Image region outline records:

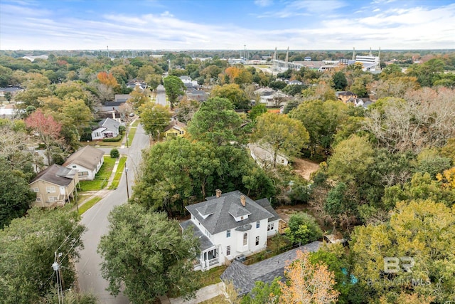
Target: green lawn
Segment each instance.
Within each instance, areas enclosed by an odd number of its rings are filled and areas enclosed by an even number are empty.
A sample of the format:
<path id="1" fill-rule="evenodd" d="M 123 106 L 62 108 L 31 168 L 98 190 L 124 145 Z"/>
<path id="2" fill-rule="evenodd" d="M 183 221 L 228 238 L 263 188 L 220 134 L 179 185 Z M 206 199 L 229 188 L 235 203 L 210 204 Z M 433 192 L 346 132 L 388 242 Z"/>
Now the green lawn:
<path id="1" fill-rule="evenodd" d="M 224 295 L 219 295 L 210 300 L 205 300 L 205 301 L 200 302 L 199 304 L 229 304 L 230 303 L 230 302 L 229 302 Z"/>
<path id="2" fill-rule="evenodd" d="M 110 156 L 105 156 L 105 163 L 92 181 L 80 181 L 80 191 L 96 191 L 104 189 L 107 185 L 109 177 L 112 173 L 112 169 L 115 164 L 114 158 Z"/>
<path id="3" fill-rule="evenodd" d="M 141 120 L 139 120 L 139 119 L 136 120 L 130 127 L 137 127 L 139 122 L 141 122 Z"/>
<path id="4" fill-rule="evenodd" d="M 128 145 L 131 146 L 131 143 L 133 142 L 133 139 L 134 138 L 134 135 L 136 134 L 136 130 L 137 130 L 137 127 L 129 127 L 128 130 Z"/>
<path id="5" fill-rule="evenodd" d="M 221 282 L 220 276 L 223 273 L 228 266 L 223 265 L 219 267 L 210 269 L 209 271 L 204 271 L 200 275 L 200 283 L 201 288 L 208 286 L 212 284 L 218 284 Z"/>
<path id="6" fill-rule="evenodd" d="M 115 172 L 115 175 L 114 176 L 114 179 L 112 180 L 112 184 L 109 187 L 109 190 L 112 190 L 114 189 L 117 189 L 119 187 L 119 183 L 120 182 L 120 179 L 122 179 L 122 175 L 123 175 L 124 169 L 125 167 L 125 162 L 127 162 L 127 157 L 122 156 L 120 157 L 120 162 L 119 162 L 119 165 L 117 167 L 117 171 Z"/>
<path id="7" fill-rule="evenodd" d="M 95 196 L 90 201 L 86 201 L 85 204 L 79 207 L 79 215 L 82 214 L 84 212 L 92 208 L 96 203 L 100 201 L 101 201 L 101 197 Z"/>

WHAT THE TASK ASKS: Update the material above by replacing "green lawn" with "grass field" throughout, leaving every other line unchanged. Omit the pictures from your answer.

WRITTEN SOLUTION:
Target: grass field
Segment each instance.
Within each instance, areas enclosed by an odd number of its rings are filled and areas enclosed by an even number are empty.
A sample of the format:
<path id="1" fill-rule="evenodd" d="M 123 106 L 62 108 L 31 168 L 98 190 L 124 145 Z"/>
<path id="2" fill-rule="evenodd" d="M 183 221 L 228 238 L 263 188 L 220 134 L 179 185 Z M 206 199 L 229 188 L 235 203 L 210 204 Z M 433 192 L 346 132 L 388 242 Z"/>
Now the grass field:
<path id="1" fill-rule="evenodd" d="M 224 295 L 219 295 L 210 300 L 205 300 L 205 301 L 200 302 L 199 304 L 229 304 L 230 303 L 230 302 L 229 302 Z"/>
<path id="2" fill-rule="evenodd" d="M 110 156 L 105 156 L 105 163 L 92 181 L 80 181 L 80 191 L 96 191 L 104 189 L 107 185 L 109 177 L 112 173 L 112 169 L 115 164 L 114 158 Z"/>
<path id="3" fill-rule="evenodd" d="M 141 120 L 139 120 L 139 119 L 136 120 L 130 127 L 137 127 L 139 122 L 141 122 Z"/>
<path id="4" fill-rule="evenodd" d="M 128 145 L 131 146 L 131 143 L 133 142 L 133 139 L 134 138 L 134 135 L 136 134 L 136 130 L 137 130 L 137 127 L 129 127 L 128 130 Z"/>
<path id="5" fill-rule="evenodd" d="M 221 282 L 220 276 L 223 273 L 228 266 L 223 265 L 219 267 L 210 269 L 209 271 L 204 271 L 200 275 L 200 283 L 201 288 L 208 286 L 212 284 L 218 284 Z"/>
<path id="6" fill-rule="evenodd" d="M 115 172 L 115 175 L 114 176 L 114 179 L 112 180 L 112 184 L 109 187 L 109 190 L 112 190 L 114 189 L 117 189 L 119 187 L 119 183 L 120 182 L 120 179 L 122 179 L 122 175 L 123 175 L 124 169 L 125 167 L 125 162 L 127 162 L 127 157 L 122 156 L 120 157 L 120 162 L 119 162 L 119 165 L 117 167 L 117 171 Z"/>
<path id="7" fill-rule="evenodd" d="M 95 196 L 90 201 L 86 201 L 85 204 L 79 207 L 79 215 L 82 214 L 84 212 L 92 208 L 96 203 L 100 201 L 101 201 L 101 197 Z"/>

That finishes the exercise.